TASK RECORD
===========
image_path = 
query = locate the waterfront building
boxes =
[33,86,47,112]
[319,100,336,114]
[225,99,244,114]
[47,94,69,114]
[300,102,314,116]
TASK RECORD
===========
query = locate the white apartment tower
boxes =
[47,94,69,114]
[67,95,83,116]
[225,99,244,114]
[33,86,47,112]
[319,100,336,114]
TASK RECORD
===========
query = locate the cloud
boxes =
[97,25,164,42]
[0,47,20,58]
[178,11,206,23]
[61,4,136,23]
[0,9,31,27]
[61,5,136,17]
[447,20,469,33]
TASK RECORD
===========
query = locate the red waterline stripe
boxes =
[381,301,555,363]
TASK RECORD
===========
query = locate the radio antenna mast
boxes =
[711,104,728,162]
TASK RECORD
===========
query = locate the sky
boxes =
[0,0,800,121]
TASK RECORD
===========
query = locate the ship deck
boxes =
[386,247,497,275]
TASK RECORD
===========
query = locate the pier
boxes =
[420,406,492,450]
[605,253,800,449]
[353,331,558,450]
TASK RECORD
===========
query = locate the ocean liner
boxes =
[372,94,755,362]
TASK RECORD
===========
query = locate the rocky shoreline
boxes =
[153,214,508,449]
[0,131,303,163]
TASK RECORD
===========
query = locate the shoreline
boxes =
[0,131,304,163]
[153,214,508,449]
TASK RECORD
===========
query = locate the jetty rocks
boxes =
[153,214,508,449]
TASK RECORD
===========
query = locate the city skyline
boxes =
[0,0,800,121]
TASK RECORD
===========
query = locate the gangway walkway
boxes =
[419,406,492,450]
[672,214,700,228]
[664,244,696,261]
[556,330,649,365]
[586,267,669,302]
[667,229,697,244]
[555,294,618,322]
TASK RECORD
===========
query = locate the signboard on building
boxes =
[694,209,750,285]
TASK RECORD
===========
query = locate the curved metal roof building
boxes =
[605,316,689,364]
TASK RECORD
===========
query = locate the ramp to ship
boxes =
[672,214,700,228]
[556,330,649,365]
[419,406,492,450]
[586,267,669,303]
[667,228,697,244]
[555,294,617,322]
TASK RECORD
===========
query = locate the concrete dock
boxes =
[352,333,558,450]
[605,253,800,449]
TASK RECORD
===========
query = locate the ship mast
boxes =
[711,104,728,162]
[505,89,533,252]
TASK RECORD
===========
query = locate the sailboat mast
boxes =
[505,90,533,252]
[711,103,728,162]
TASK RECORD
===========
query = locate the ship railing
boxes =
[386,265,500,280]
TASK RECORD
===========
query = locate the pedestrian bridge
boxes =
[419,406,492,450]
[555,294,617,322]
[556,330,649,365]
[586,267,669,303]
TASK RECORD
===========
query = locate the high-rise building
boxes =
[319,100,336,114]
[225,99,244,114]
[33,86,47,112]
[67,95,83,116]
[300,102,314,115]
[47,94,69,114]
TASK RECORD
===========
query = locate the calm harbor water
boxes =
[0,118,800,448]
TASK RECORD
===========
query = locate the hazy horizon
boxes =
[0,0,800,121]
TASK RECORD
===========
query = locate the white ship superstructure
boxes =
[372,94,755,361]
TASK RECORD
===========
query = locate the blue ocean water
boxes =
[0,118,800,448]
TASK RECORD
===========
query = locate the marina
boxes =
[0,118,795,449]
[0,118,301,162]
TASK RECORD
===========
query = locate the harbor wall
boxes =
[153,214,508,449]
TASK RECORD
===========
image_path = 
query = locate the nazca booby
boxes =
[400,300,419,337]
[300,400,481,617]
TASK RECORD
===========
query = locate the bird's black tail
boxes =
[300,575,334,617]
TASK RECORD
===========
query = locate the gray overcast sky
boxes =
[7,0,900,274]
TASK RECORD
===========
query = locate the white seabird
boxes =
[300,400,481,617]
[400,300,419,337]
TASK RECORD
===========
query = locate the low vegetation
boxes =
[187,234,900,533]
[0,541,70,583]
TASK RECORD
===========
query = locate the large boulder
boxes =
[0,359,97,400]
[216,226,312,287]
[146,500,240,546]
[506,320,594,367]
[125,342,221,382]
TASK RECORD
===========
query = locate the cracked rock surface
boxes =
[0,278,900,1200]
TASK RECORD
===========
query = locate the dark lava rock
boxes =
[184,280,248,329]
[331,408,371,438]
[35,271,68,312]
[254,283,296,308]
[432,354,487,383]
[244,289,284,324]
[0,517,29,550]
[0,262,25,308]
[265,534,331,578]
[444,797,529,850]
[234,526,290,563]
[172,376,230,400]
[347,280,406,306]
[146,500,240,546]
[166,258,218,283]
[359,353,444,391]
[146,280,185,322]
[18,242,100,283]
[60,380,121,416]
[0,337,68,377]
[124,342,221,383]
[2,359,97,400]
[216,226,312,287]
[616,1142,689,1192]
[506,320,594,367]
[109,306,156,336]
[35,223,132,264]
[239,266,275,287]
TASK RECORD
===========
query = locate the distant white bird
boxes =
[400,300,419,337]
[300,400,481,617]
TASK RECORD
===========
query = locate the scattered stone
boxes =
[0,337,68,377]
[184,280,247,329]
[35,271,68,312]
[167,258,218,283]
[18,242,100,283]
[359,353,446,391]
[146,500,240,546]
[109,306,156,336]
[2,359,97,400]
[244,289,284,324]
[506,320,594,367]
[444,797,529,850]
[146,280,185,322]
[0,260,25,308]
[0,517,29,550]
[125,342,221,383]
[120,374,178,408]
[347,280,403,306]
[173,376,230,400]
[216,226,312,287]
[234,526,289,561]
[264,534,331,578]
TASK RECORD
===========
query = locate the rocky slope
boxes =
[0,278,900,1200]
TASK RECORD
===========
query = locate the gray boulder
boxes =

▸ TASK OBJECTIVE: Identify every line in the listing above that contains the word "white", and copy each of those lines out in full.

▸ SOLUTION:
query = locate the white apartment tower
query = locate the white ship superstructure
query = locate the white seabird
query = locate the distant white bird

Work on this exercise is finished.